The Beauty of the Baroque -

Danielle de Niese; The English Concert / Harry Bicket

Decca 4782260 Buy now

JS Bach Cantata No 202, ‘Wedding Cantata’ – Sich üben im Lieben. Cantata No 208, ‘Hunt Cantata’ – Schafe können sicher weiden Dowland Come again: sweet love doth now invite. What if I never speed? Handel Acis and Galatea – Heart, the seat of soft delight (arr Mozart). Rodelinda – Io t’abbraccio(a). Samson, HWV57 – Let the bright Seraphim. Serse – Ombra mai fù. The Triumph of Time and Truth, HWV71 – Guardian angels, oh, protect me Monteverdi L’incoronazione di Poppea – Pur ti miro(a). Scherzi musicali – Quel sguardo sdegnosetto Pergolesi Stabat mater – Stabat mater dolorosa(a) Purcell Dido and Aeneas – Thy hand, Belinda…When I am laid in earth
Danielle de Niese sop; (a)Andreas Scholl counterten The English Concert / Harry Bicket
(57’ • DDD • T/t)

- EXTRACTED RECORDS
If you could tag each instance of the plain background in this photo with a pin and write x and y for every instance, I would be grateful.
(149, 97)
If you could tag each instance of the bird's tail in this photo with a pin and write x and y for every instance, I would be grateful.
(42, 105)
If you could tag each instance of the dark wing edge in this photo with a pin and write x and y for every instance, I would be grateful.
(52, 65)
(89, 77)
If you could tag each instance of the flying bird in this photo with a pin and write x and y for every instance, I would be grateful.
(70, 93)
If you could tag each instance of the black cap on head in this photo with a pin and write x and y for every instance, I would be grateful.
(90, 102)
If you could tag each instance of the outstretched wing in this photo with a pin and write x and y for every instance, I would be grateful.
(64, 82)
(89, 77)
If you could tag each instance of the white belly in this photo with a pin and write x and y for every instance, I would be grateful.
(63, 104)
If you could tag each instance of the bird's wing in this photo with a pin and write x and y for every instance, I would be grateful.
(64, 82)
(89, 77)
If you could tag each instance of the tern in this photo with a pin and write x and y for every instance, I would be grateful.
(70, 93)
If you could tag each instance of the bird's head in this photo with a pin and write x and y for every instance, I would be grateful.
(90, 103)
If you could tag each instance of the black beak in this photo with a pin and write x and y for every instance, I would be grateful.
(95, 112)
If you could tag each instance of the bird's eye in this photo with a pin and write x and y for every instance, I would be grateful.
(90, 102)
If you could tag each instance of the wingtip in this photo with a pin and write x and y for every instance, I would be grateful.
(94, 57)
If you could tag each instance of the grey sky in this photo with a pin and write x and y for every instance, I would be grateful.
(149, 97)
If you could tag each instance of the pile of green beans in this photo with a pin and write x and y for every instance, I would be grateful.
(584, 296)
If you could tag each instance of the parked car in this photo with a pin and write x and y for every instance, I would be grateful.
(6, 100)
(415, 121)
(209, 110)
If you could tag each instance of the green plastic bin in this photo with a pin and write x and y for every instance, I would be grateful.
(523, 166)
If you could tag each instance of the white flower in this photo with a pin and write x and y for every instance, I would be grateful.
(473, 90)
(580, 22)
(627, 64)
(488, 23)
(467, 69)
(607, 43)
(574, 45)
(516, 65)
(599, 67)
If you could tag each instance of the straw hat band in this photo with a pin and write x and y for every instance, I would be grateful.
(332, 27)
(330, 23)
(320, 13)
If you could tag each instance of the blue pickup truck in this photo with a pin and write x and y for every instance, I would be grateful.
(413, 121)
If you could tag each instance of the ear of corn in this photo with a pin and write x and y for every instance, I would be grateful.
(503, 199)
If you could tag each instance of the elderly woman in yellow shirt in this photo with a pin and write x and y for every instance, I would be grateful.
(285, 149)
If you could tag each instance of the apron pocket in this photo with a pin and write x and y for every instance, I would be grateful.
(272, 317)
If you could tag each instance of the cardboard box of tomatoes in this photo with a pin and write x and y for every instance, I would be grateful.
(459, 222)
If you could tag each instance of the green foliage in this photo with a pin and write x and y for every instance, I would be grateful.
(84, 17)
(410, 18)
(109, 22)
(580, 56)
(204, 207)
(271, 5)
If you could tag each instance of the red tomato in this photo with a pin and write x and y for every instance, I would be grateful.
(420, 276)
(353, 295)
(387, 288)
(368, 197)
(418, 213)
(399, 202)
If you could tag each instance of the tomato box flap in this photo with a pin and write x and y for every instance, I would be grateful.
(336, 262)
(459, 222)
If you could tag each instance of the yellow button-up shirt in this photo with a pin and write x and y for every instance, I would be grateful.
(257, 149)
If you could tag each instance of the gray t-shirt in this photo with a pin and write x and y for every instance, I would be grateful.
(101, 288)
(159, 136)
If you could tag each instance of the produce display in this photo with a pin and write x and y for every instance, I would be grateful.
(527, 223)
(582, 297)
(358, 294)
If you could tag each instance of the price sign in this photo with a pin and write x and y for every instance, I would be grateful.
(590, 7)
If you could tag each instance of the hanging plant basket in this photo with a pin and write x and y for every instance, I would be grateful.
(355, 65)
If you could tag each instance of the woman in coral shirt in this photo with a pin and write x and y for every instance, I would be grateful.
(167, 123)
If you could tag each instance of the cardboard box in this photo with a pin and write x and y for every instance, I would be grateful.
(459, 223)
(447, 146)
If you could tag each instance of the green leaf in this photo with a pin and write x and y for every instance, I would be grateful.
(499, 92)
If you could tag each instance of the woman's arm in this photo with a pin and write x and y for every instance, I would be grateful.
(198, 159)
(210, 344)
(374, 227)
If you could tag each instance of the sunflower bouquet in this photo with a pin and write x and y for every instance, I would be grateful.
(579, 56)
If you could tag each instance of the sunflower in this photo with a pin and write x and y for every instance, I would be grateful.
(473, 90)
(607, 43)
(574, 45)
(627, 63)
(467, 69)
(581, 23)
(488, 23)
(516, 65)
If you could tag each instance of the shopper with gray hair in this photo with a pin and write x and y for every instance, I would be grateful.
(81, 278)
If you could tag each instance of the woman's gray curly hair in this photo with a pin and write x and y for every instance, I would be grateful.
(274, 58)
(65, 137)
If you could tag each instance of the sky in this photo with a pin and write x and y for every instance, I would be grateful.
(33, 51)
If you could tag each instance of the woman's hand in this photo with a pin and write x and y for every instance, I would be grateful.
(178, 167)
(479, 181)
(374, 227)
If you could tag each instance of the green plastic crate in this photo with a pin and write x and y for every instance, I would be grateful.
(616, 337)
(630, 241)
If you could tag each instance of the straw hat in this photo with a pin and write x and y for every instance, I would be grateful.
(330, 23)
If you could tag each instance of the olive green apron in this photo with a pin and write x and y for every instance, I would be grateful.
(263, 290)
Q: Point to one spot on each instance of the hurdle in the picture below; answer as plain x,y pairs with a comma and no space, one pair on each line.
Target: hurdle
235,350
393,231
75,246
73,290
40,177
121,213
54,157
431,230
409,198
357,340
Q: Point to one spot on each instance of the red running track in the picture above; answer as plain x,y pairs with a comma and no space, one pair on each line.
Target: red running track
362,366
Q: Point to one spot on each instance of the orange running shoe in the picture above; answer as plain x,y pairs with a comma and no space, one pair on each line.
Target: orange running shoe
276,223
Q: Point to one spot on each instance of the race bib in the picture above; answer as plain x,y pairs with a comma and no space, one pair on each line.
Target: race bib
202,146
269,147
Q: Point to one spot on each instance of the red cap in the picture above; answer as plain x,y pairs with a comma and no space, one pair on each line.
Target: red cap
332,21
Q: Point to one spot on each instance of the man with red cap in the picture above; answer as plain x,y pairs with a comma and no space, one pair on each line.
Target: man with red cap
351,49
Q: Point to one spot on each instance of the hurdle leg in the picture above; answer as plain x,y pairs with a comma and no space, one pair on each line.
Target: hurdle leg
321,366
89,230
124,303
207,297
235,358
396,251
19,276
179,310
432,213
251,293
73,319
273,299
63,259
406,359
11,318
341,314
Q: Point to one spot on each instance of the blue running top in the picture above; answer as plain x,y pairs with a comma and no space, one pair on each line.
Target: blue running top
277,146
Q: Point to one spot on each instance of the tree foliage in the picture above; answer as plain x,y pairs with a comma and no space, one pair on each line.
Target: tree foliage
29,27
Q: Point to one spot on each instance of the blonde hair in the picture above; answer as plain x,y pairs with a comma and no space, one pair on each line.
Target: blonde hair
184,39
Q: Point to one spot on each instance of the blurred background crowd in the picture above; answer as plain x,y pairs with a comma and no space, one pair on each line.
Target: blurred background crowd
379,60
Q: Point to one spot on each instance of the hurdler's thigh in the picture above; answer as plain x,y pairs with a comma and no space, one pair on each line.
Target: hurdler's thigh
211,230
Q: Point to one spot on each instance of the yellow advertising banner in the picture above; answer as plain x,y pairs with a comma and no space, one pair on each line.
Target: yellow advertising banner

--

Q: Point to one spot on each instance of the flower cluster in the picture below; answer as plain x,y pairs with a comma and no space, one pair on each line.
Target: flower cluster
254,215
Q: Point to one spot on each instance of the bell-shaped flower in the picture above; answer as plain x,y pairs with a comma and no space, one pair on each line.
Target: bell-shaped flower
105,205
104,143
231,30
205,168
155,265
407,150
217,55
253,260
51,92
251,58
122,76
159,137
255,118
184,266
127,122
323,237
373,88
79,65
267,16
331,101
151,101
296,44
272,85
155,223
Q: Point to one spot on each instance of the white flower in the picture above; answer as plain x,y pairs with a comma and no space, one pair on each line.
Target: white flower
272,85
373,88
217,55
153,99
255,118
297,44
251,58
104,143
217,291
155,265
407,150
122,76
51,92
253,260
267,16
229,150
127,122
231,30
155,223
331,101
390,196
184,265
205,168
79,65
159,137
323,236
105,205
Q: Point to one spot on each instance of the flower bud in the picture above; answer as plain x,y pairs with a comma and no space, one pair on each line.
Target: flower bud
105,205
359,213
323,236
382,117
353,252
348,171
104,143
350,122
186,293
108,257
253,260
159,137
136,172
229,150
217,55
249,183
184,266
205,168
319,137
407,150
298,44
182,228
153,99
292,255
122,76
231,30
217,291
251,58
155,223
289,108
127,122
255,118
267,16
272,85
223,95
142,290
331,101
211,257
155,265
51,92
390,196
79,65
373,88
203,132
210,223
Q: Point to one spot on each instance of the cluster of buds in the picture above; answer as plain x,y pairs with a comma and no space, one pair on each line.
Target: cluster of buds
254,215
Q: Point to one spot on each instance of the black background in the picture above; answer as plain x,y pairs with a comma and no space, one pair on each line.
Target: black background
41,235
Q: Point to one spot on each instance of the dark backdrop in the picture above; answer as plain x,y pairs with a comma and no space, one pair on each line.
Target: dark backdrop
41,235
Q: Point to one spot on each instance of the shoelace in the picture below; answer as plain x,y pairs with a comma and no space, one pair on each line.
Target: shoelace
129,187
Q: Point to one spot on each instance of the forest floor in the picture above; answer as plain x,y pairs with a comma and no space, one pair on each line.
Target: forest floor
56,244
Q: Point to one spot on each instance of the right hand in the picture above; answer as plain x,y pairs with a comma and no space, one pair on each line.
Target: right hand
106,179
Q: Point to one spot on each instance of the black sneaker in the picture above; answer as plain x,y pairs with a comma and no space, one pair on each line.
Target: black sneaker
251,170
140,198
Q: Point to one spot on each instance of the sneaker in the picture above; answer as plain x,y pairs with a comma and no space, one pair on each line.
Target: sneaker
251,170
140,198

- WORK TO BE COMPLETED
Return everything in the album listing from "Decca 4782260 Buy" down to "(57’ • DDD • T/t)".

- TASK OUTPUT
Decca 4782260 Buy now

JS Bach Cantata No 202, ‘Wedding Cantata’ – Sich üben im Lieben. Cantata No 208, ‘Hunt Cantata’ – Schafe können sicher weiden Dowland Come again: sweet love doth now invite. What if I never speed? Handel Acis and Galatea – Heart, the seat of soft delight (arr Mozart). Rodelinda – Io t’abbraccio(a). Samson, HWV57 – Let the bright Seraphim. Serse – Ombra mai fù. The Triumph of Time and Truth, HWV71 – Guardian angels, oh, protect me Monteverdi L’incoronazione di Poppea – Pur ti miro(a). Scherzi musicali – Quel sguardo sdegnosetto Pergolesi Stabat mater – Stabat mater dolorosa(a) Purcell Dido and Aeneas – Thy hand, Belinda…When I am laid in earth
Danielle de Niese sop; (a)Andreas Scholl counterten The English Concert / Harry Bicket
(57’ • DDD • T/t)